EXERCISE DESCRIPTION -> Quote every line as given.

ENTRIES SUPPLIED ->

#####

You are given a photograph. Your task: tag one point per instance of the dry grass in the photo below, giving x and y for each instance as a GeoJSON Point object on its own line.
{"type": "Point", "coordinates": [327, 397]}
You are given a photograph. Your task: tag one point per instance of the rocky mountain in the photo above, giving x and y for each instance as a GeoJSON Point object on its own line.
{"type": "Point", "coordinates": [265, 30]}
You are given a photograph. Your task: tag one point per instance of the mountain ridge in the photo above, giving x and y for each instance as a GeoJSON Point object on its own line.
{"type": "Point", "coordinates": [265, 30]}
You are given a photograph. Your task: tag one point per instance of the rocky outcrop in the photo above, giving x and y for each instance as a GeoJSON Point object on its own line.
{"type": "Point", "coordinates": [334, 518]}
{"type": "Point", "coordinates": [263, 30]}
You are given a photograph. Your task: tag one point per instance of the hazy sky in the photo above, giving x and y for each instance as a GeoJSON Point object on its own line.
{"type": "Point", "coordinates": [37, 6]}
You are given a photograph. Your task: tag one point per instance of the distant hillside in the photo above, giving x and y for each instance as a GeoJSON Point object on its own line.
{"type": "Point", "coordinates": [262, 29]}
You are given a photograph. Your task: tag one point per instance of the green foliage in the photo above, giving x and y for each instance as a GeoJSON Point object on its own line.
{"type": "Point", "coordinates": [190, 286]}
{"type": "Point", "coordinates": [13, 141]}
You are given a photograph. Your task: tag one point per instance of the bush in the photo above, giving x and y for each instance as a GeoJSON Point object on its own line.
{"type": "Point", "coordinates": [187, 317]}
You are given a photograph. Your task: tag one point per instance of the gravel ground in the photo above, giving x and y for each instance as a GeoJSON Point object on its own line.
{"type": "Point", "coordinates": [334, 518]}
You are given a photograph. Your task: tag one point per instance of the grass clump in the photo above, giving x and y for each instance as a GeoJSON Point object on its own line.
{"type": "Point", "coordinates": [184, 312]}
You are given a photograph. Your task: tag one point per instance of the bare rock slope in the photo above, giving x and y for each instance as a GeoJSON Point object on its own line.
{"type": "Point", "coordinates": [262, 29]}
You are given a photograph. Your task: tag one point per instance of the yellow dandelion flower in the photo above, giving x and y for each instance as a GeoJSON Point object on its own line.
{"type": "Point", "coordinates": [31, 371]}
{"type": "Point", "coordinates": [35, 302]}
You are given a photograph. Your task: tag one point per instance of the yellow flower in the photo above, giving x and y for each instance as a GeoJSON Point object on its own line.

#####

SOLVED EXERCISE ->
You are given a photograph. Your task: tag one point per instance of the dry grass in the photo below, giving x and y for each instance as a GeoJSON Point object on its own line.
{"type": "Point", "coordinates": [327, 397]}
You are given a photograph. Your task: tag one point per instance of the rocky mountain in the photo above, giving x and y for each instance as a GeoJSON Point object on its own line.
{"type": "Point", "coordinates": [265, 30]}
You are given a photograph. Your task: tag one point per instance of the mountain ridge in the photo above, giving x and y for each instance as a GeoJSON Point object on its own line.
{"type": "Point", "coordinates": [265, 30]}
You are given a photograph. Your task: tag one point per instance of the rocky outcrop in the photo above, giving x and y for each instance as a GeoJSON Point object on its own line.
{"type": "Point", "coordinates": [334, 518]}
{"type": "Point", "coordinates": [263, 30]}
You are given a photograph. Your task: tag one point per instance of the hazy sky in the photo above, giving x and y for each instance as a GeoJSON Point object on its own line.
{"type": "Point", "coordinates": [37, 6]}
You are given a photograph. Your task: tag one point per instance of the distant hillside in the photo above, giving x and y for each instance as a GeoJSON Point object on its own line.
{"type": "Point", "coordinates": [262, 29]}
You are given a photograph. Your task: tag one point per instance of the green foliage in the photo above, giving x and y for each instance as a GeoJSON Point object on its own line.
{"type": "Point", "coordinates": [190, 286]}
{"type": "Point", "coordinates": [13, 141]}
You are given a photograph. Your task: tag one point per instance of the bush in the photo above, giving x and y for each instance as a GeoJSON Point object on its own line.
{"type": "Point", "coordinates": [187, 317]}
You are given a photograph. Your task: tag one point per instance of the gravel ground in the photo above, giving x and y for each instance as a GeoJSON Point object on its own line.
{"type": "Point", "coordinates": [334, 518]}
You are given a photograph. Your task: tag one point per instance of the grass clump in the photo above, giving x and y for each instance as a GeoJSON Point object on its own line.
{"type": "Point", "coordinates": [184, 312]}
You are given a photograph. Your task: tag one point per instance of the bare rock slope in the photo above, giving x and y for each instance as a GeoJSON Point object on its own line.
{"type": "Point", "coordinates": [262, 29]}
You are given a photograph. Your task: tag one point per instance of the yellow dandelion flower in the photo above, giving x and y for each instance as a GeoJSON Point object on its own line.
{"type": "Point", "coordinates": [31, 371]}
{"type": "Point", "coordinates": [35, 302]}
You are given a photograph. Your task: tag one point per instance of the yellow flower in the photo above, giving x and y for each instance as a GeoJSON Point object on its own line.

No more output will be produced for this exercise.